* RECORDS FOR THE TASK *
══════
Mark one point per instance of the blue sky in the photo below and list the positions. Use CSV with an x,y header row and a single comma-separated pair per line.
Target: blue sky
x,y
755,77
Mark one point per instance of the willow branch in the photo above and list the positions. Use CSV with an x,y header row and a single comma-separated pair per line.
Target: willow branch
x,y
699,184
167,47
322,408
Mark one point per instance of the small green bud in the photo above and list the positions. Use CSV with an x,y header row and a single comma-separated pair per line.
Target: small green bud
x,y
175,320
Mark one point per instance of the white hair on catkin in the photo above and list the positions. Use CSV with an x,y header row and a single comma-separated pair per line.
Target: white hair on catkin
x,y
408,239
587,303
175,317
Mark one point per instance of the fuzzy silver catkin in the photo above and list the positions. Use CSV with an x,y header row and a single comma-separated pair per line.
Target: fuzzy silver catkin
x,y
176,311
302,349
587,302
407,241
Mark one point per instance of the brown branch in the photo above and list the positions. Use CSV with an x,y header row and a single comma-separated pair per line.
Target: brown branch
══════
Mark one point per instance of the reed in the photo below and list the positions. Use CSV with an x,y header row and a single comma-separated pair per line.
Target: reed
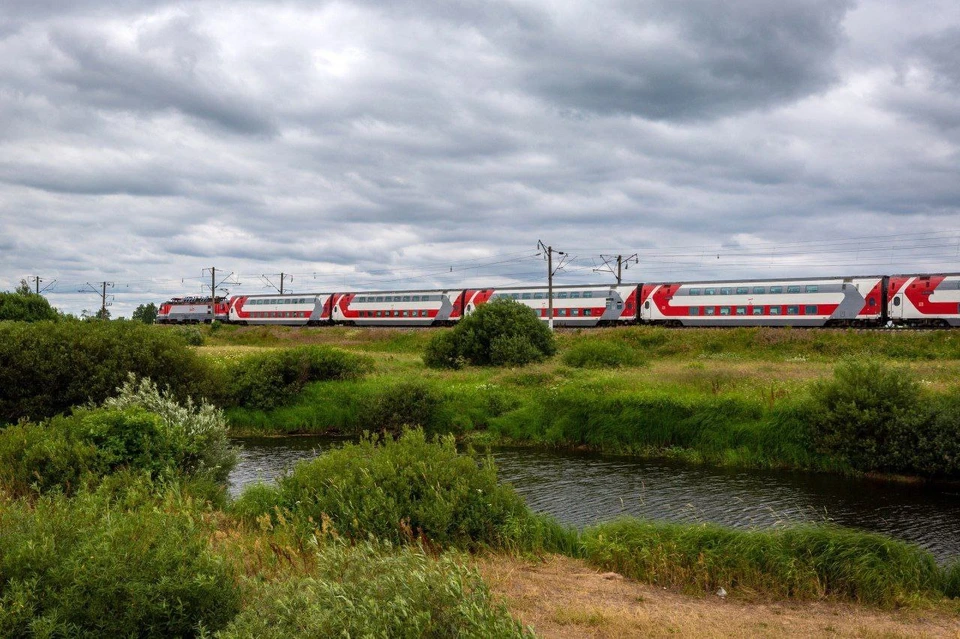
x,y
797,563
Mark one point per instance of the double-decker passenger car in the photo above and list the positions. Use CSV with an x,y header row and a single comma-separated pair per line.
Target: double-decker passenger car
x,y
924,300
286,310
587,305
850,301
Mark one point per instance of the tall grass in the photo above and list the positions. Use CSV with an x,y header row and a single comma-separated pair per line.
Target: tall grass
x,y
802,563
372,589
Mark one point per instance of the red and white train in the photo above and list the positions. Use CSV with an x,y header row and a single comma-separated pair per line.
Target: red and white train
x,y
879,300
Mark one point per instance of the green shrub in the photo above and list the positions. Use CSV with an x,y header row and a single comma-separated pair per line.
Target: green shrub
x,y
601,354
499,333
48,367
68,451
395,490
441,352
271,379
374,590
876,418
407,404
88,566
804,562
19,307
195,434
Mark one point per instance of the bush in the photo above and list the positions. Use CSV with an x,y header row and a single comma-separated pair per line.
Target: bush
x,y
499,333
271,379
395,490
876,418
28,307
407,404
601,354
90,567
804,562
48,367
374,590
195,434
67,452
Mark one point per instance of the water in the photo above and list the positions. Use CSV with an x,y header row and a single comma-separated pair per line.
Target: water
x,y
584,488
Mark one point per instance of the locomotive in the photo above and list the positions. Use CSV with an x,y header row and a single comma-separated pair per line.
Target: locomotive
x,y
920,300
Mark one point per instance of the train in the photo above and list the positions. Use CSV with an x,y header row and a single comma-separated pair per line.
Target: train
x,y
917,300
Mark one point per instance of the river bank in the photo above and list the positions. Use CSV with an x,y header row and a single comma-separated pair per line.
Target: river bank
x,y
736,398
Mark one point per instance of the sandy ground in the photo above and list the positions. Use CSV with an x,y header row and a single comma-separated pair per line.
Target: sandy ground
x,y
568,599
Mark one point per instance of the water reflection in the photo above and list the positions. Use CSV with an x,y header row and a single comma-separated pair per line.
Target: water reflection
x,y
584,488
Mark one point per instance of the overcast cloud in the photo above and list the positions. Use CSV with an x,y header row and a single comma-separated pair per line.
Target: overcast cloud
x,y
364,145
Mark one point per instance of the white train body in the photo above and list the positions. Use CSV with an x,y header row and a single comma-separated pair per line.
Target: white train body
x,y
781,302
══════
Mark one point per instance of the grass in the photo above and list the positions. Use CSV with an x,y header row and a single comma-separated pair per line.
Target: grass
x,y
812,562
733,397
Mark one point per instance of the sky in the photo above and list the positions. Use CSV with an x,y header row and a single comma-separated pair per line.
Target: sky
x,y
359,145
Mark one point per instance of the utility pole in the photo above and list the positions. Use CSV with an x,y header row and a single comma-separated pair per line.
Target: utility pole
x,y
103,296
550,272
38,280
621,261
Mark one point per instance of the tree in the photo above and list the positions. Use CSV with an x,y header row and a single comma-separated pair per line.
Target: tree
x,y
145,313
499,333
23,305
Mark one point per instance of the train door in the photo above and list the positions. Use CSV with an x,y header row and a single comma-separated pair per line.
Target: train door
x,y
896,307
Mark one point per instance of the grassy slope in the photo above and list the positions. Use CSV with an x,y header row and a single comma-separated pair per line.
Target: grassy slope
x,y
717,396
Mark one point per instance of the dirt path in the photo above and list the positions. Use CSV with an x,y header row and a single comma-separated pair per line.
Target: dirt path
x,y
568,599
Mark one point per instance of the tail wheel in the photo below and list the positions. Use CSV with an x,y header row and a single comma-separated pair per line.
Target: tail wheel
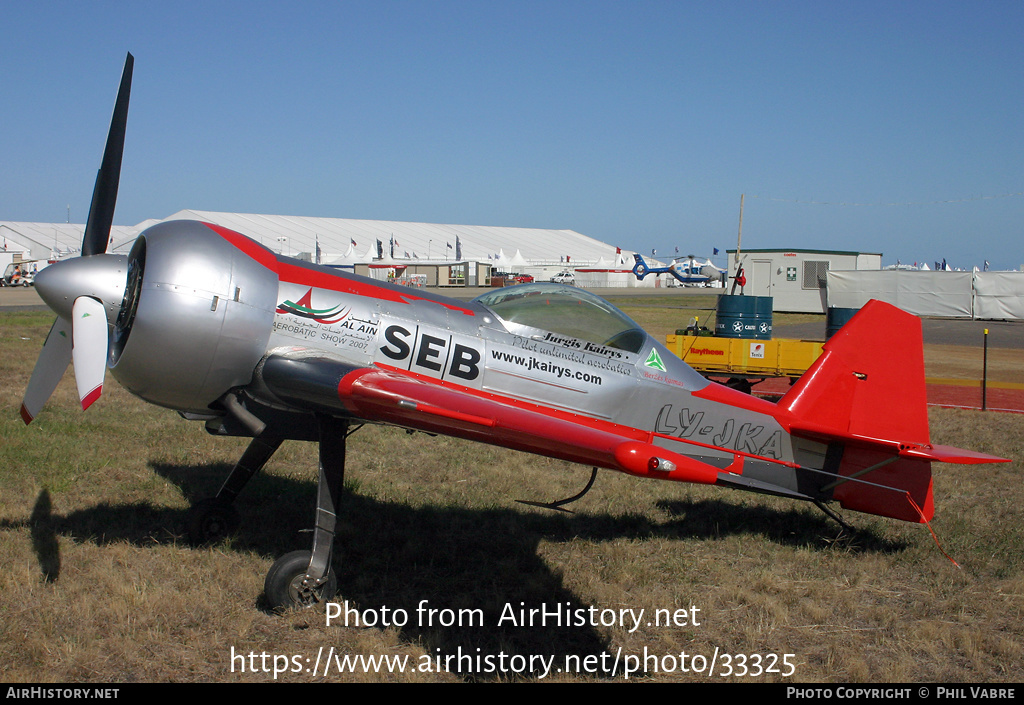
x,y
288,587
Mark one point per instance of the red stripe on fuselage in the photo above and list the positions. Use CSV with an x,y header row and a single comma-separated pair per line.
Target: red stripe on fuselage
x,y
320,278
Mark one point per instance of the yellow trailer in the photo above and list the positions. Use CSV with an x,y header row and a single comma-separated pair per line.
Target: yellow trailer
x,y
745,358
══════
* WHAT YOU HAVE TO DO *
Reproduce the lines above, beginning at the line with "Target: train door" and stopping after the line with "Mark one point per instance of the tail", exactly as they are.

* REPLY TO THE TASK *
Target: train door
x,y
896,307
Mark one point per instance of the grassy slope in the photo above and list the positions. Use CSV with an x,y header row and a single comma-separated pair per line.
Target: grassy slope
x,y
717,396
Mark one point per instance of the dirt path in the photo above and list the positions. Use CSV with an x,y header row and a single comma-separated pair per line.
Target: dirt path
x,y
568,599
Mark one point per instance of the tail wheel in the photo below and list the positions. Use CSV with an x,y header row and a single comma-separated pair per line.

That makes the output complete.